### Exercise prompt
Put every line of the rows, from the line containing "fish in the image above." through the end of the rows, into a Markdown table with the columns Number and Line, numbering each line and omitting blank lines. Leave the pictures out of the table.

[Annotated coordinate rows]
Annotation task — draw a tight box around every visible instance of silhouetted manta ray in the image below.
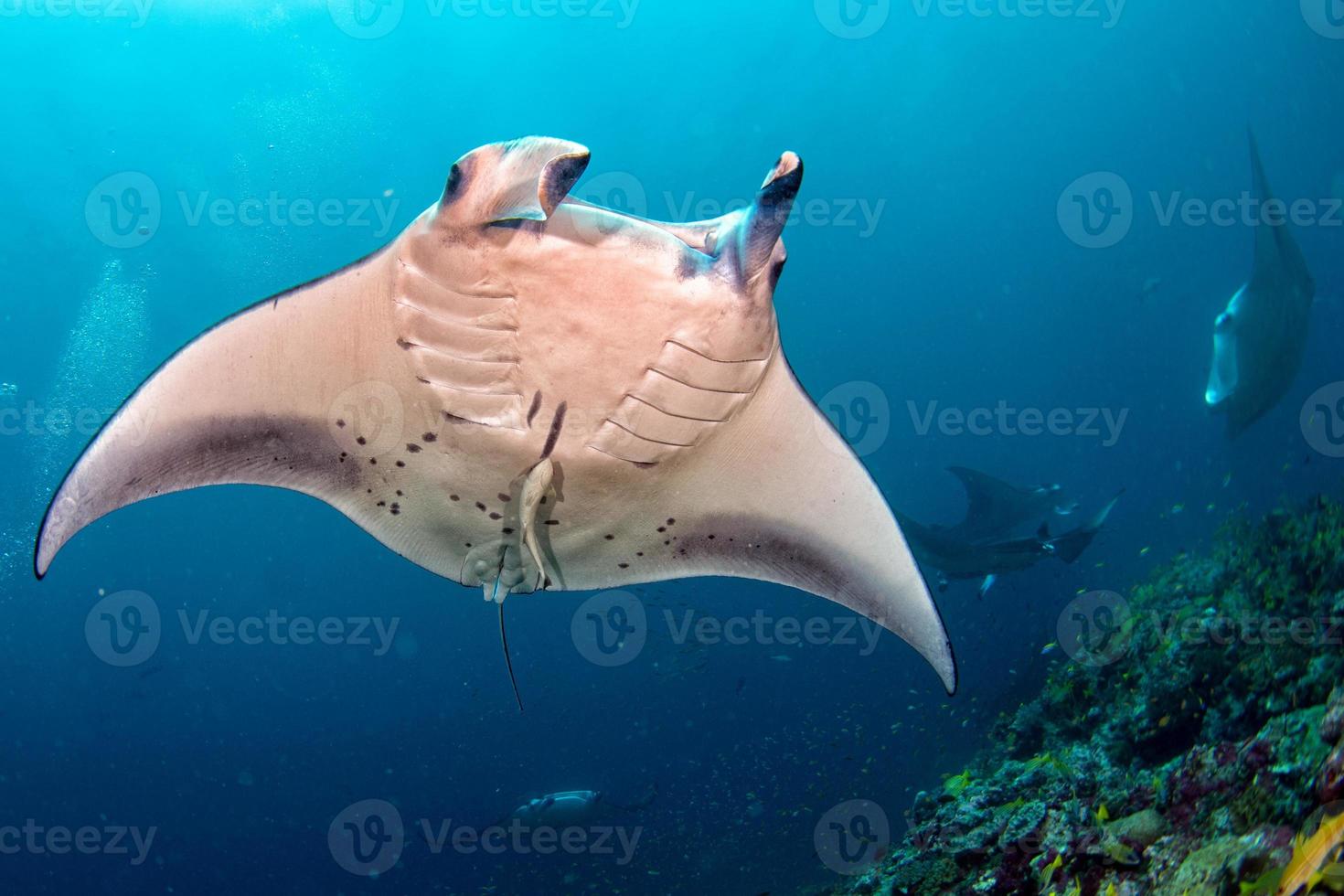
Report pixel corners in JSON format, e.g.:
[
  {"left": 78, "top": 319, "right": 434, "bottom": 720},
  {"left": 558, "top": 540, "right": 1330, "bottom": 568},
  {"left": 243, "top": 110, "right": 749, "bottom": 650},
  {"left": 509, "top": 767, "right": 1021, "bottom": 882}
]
[
  {"left": 947, "top": 466, "right": 1078, "bottom": 541},
  {"left": 35, "top": 137, "right": 955, "bottom": 692},
  {"left": 896, "top": 467, "right": 1120, "bottom": 598},
  {"left": 1204, "top": 134, "right": 1316, "bottom": 438}
]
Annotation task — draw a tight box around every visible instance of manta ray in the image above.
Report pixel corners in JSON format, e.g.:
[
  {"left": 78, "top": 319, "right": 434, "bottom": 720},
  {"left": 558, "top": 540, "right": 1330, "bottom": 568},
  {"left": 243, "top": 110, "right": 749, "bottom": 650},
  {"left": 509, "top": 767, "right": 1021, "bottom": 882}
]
[
  {"left": 1204, "top": 134, "right": 1316, "bottom": 438},
  {"left": 35, "top": 137, "right": 957, "bottom": 707},
  {"left": 896, "top": 467, "right": 1122, "bottom": 598},
  {"left": 947, "top": 466, "right": 1078, "bottom": 541}
]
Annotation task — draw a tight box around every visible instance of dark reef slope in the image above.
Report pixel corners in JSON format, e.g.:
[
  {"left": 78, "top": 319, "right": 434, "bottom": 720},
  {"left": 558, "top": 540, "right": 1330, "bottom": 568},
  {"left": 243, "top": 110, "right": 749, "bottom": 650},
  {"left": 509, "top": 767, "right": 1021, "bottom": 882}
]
[{"left": 841, "top": 498, "right": 1344, "bottom": 896}]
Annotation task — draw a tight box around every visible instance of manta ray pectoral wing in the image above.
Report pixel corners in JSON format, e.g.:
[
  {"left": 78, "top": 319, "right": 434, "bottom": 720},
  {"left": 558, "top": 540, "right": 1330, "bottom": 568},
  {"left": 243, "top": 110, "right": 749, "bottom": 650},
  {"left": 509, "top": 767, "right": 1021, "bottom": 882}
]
[
  {"left": 696, "top": 353, "right": 957, "bottom": 693},
  {"left": 1249, "top": 133, "right": 1315, "bottom": 295},
  {"left": 35, "top": 252, "right": 420, "bottom": 578},
  {"left": 558, "top": 352, "right": 957, "bottom": 692}
]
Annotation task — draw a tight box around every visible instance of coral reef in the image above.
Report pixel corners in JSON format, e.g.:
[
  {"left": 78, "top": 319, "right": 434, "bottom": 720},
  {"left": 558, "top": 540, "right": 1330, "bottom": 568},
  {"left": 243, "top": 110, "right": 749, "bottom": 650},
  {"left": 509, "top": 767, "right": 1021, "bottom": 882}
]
[{"left": 838, "top": 498, "right": 1344, "bottom": 896}]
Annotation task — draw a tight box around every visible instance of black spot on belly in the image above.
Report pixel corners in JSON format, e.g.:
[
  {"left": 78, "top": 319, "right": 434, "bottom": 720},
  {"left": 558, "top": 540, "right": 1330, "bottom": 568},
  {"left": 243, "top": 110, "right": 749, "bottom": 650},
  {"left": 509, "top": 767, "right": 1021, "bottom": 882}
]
[{"left": 527, "top": 389, "right": 541, "bottom": 426}]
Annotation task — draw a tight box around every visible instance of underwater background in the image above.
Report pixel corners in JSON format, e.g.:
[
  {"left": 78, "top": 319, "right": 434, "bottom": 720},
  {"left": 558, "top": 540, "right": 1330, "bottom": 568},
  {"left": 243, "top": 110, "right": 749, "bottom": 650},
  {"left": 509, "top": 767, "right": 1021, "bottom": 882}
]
[{"left": 0, "top": 0, "right": 1344, "bottom": 893}]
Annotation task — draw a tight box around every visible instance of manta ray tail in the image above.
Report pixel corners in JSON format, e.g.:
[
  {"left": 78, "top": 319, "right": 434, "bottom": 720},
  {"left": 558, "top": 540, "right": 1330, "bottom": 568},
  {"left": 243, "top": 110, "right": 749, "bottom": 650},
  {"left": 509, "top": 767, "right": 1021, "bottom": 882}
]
[{"left": 500, "top": 601, "right": 523, "bottom": 712}]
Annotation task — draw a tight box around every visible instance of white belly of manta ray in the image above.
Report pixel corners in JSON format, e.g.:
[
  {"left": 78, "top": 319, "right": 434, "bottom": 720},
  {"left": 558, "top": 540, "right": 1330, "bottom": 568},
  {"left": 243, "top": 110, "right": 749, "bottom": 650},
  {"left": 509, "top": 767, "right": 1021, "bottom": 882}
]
[{"left": 35, "top": 137, "right": 955, "bottom": 692}]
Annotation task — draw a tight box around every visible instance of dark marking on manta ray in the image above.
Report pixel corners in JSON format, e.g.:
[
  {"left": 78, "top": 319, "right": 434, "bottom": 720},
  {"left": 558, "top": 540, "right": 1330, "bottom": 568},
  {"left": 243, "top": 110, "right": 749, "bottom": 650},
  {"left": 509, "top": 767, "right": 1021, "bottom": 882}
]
[
  {"left": 527, "top": 389, "right": 541, "bottom": 426},
  {"left": 541, "top": 401, "right": 570, "bottom": 461}
]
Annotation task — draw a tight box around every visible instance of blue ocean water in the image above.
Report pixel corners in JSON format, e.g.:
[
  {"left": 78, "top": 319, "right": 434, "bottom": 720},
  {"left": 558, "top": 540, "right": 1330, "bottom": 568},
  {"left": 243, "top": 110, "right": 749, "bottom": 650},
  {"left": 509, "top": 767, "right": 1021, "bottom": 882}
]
[{"left": 0, "top": 0, "right": 1344, "bottom": 893}]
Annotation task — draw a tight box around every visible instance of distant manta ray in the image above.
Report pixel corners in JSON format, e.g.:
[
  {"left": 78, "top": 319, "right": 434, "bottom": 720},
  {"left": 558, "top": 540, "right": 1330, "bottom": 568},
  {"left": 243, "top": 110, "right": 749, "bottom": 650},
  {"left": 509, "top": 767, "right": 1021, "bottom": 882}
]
[
  {"left": 1204, "top": 134, "right": 1316, "bottom": 438},
  {"left": 35, "top": 137, "right": 955, "bottom": 707},
  {"left": 896, "top": 466, "right": 1120, "bottom": 598}
]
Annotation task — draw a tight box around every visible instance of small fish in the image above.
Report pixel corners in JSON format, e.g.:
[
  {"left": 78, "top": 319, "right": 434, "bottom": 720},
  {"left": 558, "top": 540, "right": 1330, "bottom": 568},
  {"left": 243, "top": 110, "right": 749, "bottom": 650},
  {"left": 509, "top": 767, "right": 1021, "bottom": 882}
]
[{"left": 1040, "top": 854, "right": 1064, "bottom": 891}]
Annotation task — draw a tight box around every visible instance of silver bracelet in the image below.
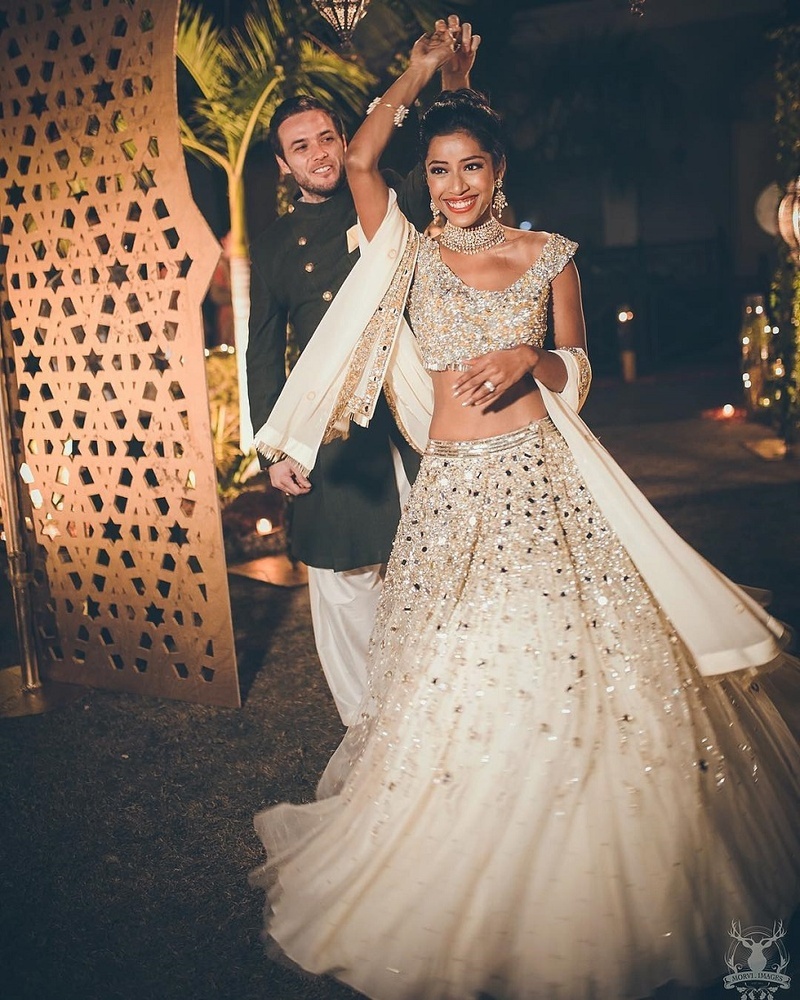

### Expected answer
| Number | Line |
|---|---|
| 1 | Annotation task — draw a tight box around every visible instance of small fish in the image above. |
| 2 | Report pixel corners in JSON format, e.g.: |
| 3 | [ |
| 4 |   {"left": 78, "top": 319, "right": 434, "bottom": 720}, |
| 5 |   {"left": 558, "top": 540, "right": 1330, "bottom": 568}, |
| 6 |   {"left": 243, "top": 110, "right": 749, "bottom": 650}, |
| 7 |   {"left": 509, "top": 767, "right": 1021, "bottom": 882} |
| 8 | ] |
| 9 | [{"left": 1040, "top": 854, "right": 1064, "bottom": 891}] |
| 10 | Annotation task — draw a tight box around every visible instance of silver bracelet in the image below. |